What you should do:
Give the entries again, exactly as written.

Data in this exercise:
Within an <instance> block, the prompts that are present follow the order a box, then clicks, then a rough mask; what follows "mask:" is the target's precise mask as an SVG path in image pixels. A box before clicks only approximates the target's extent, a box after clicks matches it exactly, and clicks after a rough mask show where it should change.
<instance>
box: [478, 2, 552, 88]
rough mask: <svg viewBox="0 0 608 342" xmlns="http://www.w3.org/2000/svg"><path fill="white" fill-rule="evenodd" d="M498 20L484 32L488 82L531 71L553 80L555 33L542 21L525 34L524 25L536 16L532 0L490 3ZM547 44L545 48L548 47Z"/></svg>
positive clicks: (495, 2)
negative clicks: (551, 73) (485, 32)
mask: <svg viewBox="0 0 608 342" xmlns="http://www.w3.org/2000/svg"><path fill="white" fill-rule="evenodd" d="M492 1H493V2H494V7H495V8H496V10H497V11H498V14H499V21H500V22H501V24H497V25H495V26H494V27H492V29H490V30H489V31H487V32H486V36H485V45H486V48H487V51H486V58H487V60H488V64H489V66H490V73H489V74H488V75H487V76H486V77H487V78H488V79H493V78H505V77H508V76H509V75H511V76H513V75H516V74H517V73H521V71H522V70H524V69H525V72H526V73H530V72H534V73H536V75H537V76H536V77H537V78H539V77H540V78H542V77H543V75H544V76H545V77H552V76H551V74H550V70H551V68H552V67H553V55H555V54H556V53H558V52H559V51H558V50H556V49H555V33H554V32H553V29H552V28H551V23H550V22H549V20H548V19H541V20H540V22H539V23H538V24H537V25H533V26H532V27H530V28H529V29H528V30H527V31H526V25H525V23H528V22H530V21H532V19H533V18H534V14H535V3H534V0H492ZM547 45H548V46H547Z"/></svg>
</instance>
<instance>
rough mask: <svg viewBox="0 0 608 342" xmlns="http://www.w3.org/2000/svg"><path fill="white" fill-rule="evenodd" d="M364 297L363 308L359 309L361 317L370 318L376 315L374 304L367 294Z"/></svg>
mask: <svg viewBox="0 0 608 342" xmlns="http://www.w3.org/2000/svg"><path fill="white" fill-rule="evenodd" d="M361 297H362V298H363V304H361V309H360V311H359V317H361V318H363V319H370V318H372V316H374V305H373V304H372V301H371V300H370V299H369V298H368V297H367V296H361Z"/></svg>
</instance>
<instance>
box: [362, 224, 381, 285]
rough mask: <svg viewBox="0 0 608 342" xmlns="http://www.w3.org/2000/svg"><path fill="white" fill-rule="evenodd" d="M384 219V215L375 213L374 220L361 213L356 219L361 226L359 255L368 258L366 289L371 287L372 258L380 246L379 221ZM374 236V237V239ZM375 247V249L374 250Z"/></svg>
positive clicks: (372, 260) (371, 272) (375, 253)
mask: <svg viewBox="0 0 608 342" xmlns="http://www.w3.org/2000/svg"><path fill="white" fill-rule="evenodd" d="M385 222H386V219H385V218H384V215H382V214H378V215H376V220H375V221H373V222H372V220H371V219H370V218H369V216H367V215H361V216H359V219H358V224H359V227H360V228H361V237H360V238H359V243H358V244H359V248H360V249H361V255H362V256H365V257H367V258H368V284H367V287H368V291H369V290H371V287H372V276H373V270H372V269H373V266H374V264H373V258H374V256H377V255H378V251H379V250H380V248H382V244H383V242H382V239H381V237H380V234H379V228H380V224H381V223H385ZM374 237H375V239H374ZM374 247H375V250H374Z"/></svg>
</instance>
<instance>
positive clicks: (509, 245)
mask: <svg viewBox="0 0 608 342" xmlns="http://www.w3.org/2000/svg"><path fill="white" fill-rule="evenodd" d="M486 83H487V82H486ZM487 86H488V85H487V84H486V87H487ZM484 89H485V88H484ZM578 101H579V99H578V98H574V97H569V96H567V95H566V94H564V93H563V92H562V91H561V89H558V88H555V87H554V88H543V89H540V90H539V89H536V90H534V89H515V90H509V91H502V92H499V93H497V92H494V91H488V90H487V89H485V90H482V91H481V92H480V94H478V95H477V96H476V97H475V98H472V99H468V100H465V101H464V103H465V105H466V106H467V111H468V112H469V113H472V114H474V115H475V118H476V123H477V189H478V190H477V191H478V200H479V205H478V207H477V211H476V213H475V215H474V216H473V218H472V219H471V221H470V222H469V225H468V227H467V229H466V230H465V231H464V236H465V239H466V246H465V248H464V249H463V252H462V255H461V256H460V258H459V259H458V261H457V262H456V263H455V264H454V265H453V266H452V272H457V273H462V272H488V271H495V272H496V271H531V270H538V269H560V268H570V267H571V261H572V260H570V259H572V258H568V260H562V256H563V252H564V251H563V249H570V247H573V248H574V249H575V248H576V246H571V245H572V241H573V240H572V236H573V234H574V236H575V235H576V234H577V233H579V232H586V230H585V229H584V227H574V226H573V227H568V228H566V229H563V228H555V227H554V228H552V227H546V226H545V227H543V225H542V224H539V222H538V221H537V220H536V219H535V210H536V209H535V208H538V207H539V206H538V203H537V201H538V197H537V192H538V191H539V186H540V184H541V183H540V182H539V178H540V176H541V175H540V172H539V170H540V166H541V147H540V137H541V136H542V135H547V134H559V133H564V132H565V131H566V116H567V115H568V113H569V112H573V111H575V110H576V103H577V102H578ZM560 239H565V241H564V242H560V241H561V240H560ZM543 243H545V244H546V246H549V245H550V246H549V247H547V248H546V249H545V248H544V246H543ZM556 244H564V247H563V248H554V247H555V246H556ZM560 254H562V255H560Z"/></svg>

Output of the exercise:
Within an <instance> block, the prompts that are present follow the order a box, then clicks, then a rough mask; what follows "mask:" is the target's precise mask as an SVG path in image pixels. A box before clicks only approximates the target's extent, a box after clicks matches it exactly, and clicks after a rough mask show where it should change.
<instance>
box: [478, 2, 552, 88]
rough mask: <svg viewBox="0 0 608 342" xmlns="http://www.w3.org/2000/svg"><path fill="white" fill-rule="evenodd" d="M498 20L484 32L488 82L531 71L553 80L555 33L542 21L525 34L524 25L536 16L532 0L490 3ZM547 44L545 48L548 47Z"/></svg>
positive clicks: (495, 2)
negative clicks: (551, 73) (485, 32)
mask: <svg viewBox="0 0 608 342" xmlns="http://www.w3.org/2000/svg"><path fill="white" fill-rule="evenodd" d="M492 1H493V2H494V7H495V8H496V10H497V11H498V14H499V21H500V22H501V24H497V25H495V26H494V27H492V29H490V30H489V31H487V32H486V36H485V45H486V48H487V51H486V58H487V60H488V64H489V66H490V73H489V74H488V75H487V76H486V77H487V78H488V79H493V78H505V77H508V76H509V75H511V76H513V75H516V74H517V73H521V71H522V70H524V69H525V72H526V73H530V72H534V73H536V75H537V76H536V77H537V78H539V77H540V78H542V77H543V75H544V76H545V77H552V76H551V74H550V70H551V68H552V67H553V55H555V54H556V53H558V52H559V51H558V50H556V49H555V33H554V32H553V29H552V28H551V23H550V22H549V20H548V19H541V20H540V22H539V23H538V24H537V25H533V26H532V27H530V28H529V29H528V30H527V31H526V25H525V23H528V22H530V21H532V19H533V18H534V14H535V3H534V0H492ZM547 45H548V46H547Z"/></svg>
</instance>
<instance>
rough mask: <svg viewBox="0 0 608 342" xmlns="http://www.w3.org/2000/svg"><path fill="white" fill-rule="evenodd" d="M364 297L363 308L359 309L361 317L370 318L376 315L374 304L367 294Z"/></svg>
mask: <svg viewBox="0 0 608 342" xmlns="http://www.w3.org/2000/svg"><path fill="white" fill-rule="evenodd" d="M361 297H362V298H363V304H361V309H360V311H359V317H361V318H363V319H370V318H372V316H374V305H373V304H372V301H371V300H370V299H369V298H368V297H367V296H361Z"/></svg>
</instance>
<instance>
box: [362, 224, 381, 285]
rough mask: <svg viewBox="0 0 608 342" xmlns="http://www.w3.org/2000/svg"><path fill="white" fill-rule="evenodd" d="M384 219V215L375 213L374 220L361 213L356 219L361 226L359 255L368 258L366 289L371 287L372 258L380 246L379 221ZM374 236V237V239ZM375 247V249L374 250Z"/></svg>
positive clicks: (372, 260) (371, 272) (375, 253)
mask: <svg viewBox="0 0 608 342" xmlns="http://www.w3.org/2000/svg"><path fill="white" fill-rule="evenodd" d="M385 222H386V219H385V218H384V215H382V214H378V215H376V220H375V221H373V222H372V220H371V219H370V218H369V216H367V215H361V216H359V219H358V224H359V227H360V228H361V237H360V238H359V243H358V244H359V248H360V249H361V255H362V256H365V257H367V258H368V284H367V287H368V291H369V290H371V287H372V276H373V270H372V269H373V266H374V264H373V258H374V256H377V255H378V251H379V250H380V248H382V244H383V242H382V239H381V237H380V234H379V228H380V224H381V223H385ZM374 237H375V239H374ZM374 247H375V250H374Z"/></svg>
</instance>
<instance>
positive clicks: (509, 245)
mask: <svg viewBox="0 0 608 342" xmlns="http://www.w3.org/2000/svg"><path fill="white" fill-rule="evenodd" d="M486 83H487V82H486ZM487 86H488V85H487V84H486V87H487ZM484 89H485V88H484ZM578 101H579V99H578V98H574V97H569V96H567V95H566V94H564V93H563V92H562V91H561V89H558V88H555V87H554V88H543V89H540V90H539V89H536V90H534V89H515V90H509V91H502V92H499V93H497V92H494V91H488V90H487V89H485V90H482V91H481V92H480V94H478V95H477V96H476V97H475V98H472V99H468V100H465V101H464V103H465V105H466V106H467V111H468V112H469V113H472V114H474V115H475V118H476V123H477V189H478V190H477V191H478V200H479V205H478V207H477V211H476V213H475V215H474V216H473V218H472V219H471V221H470V222H469V225H468V227H467V229H466V230H465V231H464V236H465V239H466V246H465V248H464V249H463V252H462V255H461V256H460V258H459V259H458V261H457V262H456V263H455V264H454V265H453V266H452V272H457V273H462V272H488V271H495V272H496V271H531V270H538V269H560V268H570V267H571V261H572V260H570V259H572V258H568V260H562V256H563V252H564V251H563V249H570V247H573V248H574V249H575V248H576V246H571V245H572V241H573V240H572V236H573V234H574V236H575V235H576V234H577V233H579V232H586V230H585V229H584V227H574V226H573V227H568V228H566V229H563V228H555V227H554V228H552V227H546V226H545V227H543V225H542V224H539V222H538V221H537V220H536V219H535V210H536V209H535V208H538V207H539V206H538V203H537V201H538V197H537V192H538V191H539V186H540V184H541V183H540V182H539V178H540V176H541V175H540V172H539V170H540V166H541V147H540V137H541V136H542V135H547V134H559V133H564V132H565V131H566V116H567V115H568V113H569V112H573V111H575V110H576V103H577V102H578ZM560 239H565V241H564V242H560V241H561V240H560ZM543 243H545V244H546V246H549V245H550V246H549V247H547V248H546V249H545V248H544V246H543ZM556 244H564V247H563V248H554V247H555V246H556ZM560 254H562V255H560Z"/></svg>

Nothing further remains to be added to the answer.